▶ DOCUMENT EXTRACT
While reducing poverty and increasingly employment have positive ‘spill-over’ effects on nutrition [30] and alcohol harm-reduction, health actors were concerned that the strategic economic approach developed to achieve this did not consider the health implications and one trade policymaker confirmed health had not been a priority. Further, this approach is in direct tension with both the Strategic Plan for the Prevention and Management of NCDs (2013-2017) and the Strategy for the Prevention and Control of Obesity (2015-2020) that include aims of taking a multi-sectoral approach to address NCDs and obesity including by ensuring the availability and accessibility of healthy food choices [54, 55]. There is currently no strategic plan on preventing alcohol-related harm.

Nutrition is a key priority in the NDP, however the focus is on direct interventions for maternal and child undernutrition with no mention of broader food supply interventions [30, 52]. Similarly, reducing alcohol-related harm is included as a health priority but the focus is on individual-level health sector interventions e.g. alcohol abuse programs [52] and health warning labels. A number of health actors recognized that the goal of value-added economic growth incentivized government to limit public health regulations so as not to obstruct industry profit-making activities.

▶ ACTIVITY 1
According to the excerpt on nutrition and alcohol policy, what kind of strategic plan does not currently exist?
▶ ACTIVITY 2
Retype the part of the excerpt on nutrition and alcohol policy from "Nutrition is a" to "industry profit-making activities.".
The listing that follows has no connection to the excerpt on nutrition and alcohol policy.

▶ DATASET CONTENT

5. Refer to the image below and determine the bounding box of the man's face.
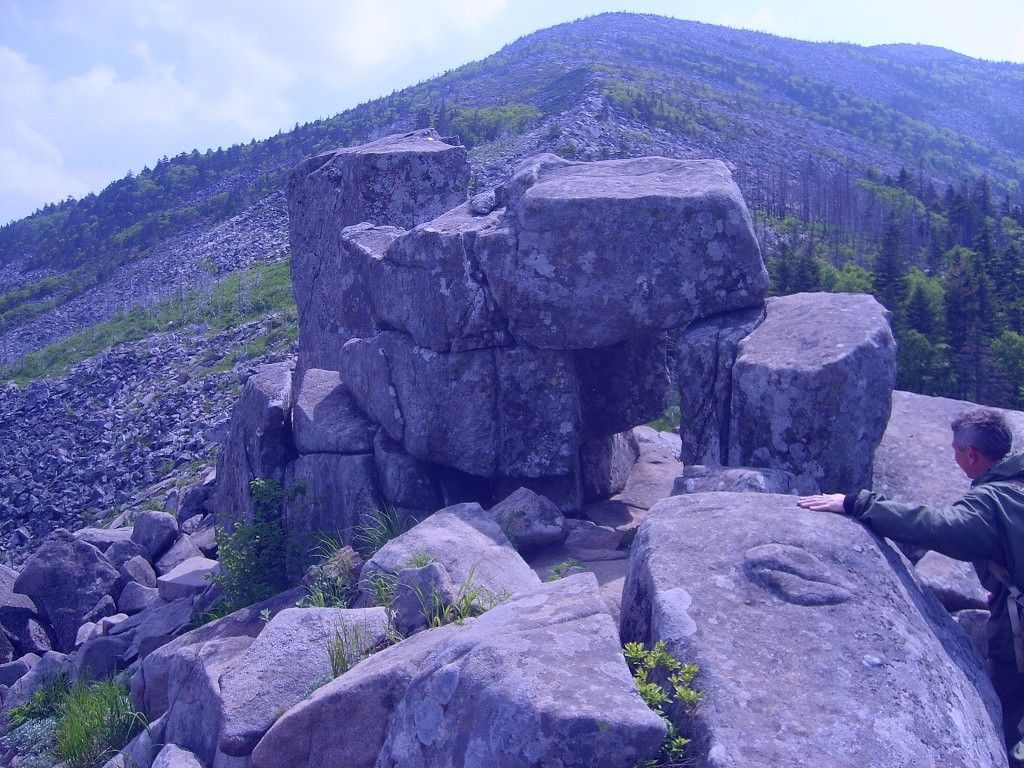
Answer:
[953,442,983,480]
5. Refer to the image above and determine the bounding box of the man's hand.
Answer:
[797,494,846,514]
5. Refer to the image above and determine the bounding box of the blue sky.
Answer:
[0,0,1024,223]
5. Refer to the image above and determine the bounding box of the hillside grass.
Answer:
[0,259,298,384]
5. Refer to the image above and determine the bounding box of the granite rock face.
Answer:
[728,294,896,493]
[292,368,374,454]
[621,494,1006,768]
[212,362,295,529]
[288,131,470,371]
[359,504,540,605]
[252,574,665,768]
[13,528,118,651]
[675,307,764,466]
[480,158,768,348]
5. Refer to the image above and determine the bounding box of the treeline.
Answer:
[755,169,1024,409]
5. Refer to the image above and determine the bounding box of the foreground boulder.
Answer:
[729,293,896,493]
[622,494,1006,768]
[873,391,1024,507]
[359,504,540,605]
[253,573,665,768]
[14,528,118,652]
[213,362,295,529]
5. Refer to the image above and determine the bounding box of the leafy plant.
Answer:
[7,675,71,728]
[354,505,416,560]
[544,557,587,582]
[54,678,146,768]
[211,478,305,612]
[623,640,700,768]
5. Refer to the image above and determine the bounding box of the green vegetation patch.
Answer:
[0,259,297,384]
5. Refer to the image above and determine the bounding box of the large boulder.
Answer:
[219,608,388,757]
[479,156,768,348]
[213,362,295,529]
[359,504,540,605]
[13,528,118,651]
[288,131,469,370]
[253,574,665,768]
[131,510,178,563]
[675,306,764,466]
[285,454,383,573]
[873,391,1024,507]
[292,368,374,454]
[368,203,512,352]
[728,293,896,493]
[621,494,1006,768]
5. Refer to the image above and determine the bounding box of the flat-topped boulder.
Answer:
[480,157,768,348]
[13,528,118,651]
[292,368,374,454]
[728,293,896,493]
[252,573,665,768]
[621,494,1006,768]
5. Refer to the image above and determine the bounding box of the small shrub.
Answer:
[623,640,700,768]
[354,512,416,560]
[417,571,508,627]
[54,679,146,768]
[211,478,305,613]
[544,557,587,582]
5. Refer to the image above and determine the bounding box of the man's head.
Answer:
[949,408,1014,480]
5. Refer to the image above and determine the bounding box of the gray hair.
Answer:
[949,408,1014,461]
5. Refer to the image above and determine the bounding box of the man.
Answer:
[797,409,1024,766]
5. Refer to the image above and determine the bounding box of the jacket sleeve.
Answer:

▶ EXPECTED OUTPUT 1
A strategic plan on preventing alcohol-related harm.

▶ EXPECTED OUTPUT 2
Nutrition is a key priority in the NDP, however the focus is on direct interventions for maternal and child undernutrition with no mention of broader food supply interventions [30, 52]. Similarly, reducing alcohol-related harm is included as a health priority but the focus is on individual-level health sector interventions e.g. alcohol abuse programs [52] and health warning labels. A number of health actors recognized that the goal of value-added economic growth incentivized government to limit public health regulations so as not to obstruct industry profit-making activities.